*What is needed*. A faithful copy is needed. Set down all of the data below exactly.

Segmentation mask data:
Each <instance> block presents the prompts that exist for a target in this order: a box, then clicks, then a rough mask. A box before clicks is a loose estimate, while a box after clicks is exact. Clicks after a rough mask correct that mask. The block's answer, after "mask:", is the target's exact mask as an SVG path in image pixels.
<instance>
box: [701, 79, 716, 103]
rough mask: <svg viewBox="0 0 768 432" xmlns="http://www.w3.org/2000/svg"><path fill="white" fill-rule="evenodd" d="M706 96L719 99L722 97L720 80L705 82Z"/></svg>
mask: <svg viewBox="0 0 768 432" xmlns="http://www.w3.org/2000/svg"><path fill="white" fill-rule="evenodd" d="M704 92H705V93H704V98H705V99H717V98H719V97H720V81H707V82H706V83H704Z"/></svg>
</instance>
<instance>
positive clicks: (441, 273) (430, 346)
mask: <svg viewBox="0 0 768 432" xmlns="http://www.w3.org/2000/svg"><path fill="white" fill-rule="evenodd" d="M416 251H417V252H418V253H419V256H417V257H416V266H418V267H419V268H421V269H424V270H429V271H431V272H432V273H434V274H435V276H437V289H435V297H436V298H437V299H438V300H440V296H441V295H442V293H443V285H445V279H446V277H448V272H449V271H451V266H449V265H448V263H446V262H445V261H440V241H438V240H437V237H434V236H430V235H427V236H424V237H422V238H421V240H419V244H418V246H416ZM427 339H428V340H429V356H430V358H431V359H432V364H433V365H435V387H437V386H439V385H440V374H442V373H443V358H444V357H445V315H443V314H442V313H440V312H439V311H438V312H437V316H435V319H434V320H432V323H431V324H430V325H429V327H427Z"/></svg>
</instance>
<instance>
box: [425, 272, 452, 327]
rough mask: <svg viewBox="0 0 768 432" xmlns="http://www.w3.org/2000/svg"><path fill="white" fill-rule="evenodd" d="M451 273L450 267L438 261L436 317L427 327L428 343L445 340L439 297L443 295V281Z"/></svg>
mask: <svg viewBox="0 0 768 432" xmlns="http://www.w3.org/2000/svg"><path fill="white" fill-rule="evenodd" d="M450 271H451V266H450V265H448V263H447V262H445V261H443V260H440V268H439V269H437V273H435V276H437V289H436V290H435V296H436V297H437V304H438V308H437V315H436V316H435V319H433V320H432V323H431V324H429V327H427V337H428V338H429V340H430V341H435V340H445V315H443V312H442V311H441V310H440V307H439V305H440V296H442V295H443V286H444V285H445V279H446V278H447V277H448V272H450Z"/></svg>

*Reply to the exercise*.
Each <instance> block presents the prompts that exist for a target in this order: a box, then clicks, then a rough mask. A box before clicks is a loose estimate, while a box after clicks is exact. Clicks after a rough mask correct that mask. The block's answer, after "mask:", is the target's exact mask as an SVG path in image pixels.
<instance>
box: [701, 79, 716, 103]
rough mask: <svg viewBox="0 0 768 432" xmlns="http://www.w3.org/2000/svg"><path fill="white" fill-rule="evenodd" d="M706 96L719 99L722 97L720 80L705 82Z"/></svg>
mask: <svg viewBox="0 0 768 432" xmlns="http://www.w3.org/2000/svg"><path fill="white" fill-rule="evenodd" d="M704 92H705V93H704V98H705V99H717V98H719V97H720V81H707V82H706V83H704Z"/></svg>
</instance>
<instance>
positive clicks: (441, 273) (430, 346)
mask: <svg viewBox="0 0 768 432" xmlns="http://www.w3.org/2000/svg"><path fill="white" fill-rule="evenodd" d="M416 251H417V252H418V253H419V256H417V257H416V266H418V267H419V268H421V269H424V270H429V271H431V272H432V273H434V274H435V276H437V289H435V297H436V298H437V299H438V300H440V296H441V295H442V293H443V285H445V279H446V277H448V272H449V271H451V266H449V265H448V263H446V262H445V261H440V241H438V240H437V237H434V236H430V235H427V236H424V237H422V238H421V240H419V244H418V246H416ZM427 339H428V340H429V356H430V358H431V359H432V364H433V365H435V387H437V386H439V385H440V374H442V373H443V358H444V357H445V315H443V314H442V313H440V312H439V311H438V312H437V316H435V319H434V320H432V323H431V324H430V325H429V327H427Z"/></svg>
</instance>
<instance>
box: [425, 272, 452, 327]
rough mask: <svg viewBox="0 0 768 432" xmlns="http://www.w3.org/2000/svg"><path fill="white" fill-rule="evenodd" d="M451 273L450 267L438 261L436 317L427 327L428 343L445 340L439 297L443 295V281Z"/></svg>
mask: <svg viewBox="0 0 768 432" xmlns="http://www.w3.org/2000/svg"><path fill="white" fill-rule="evenodd" d="M450 271H451V266H450V265H448V263H447V262H445V261H443V260H440V268H439V269H437V273H435V276H437V289H436V290H435V296H436V297H437V304H438V308H437V315H436V316H435V319H433V320H432V323H431V324H429V327H427V337H428V338H429V340H430V341H435V340H445V315H443V312H442V311H441V310H440V307H439V305H440V296H442V295H443V286H444V285H445V279H446V278H447V277H448V272H450Z"/></svg>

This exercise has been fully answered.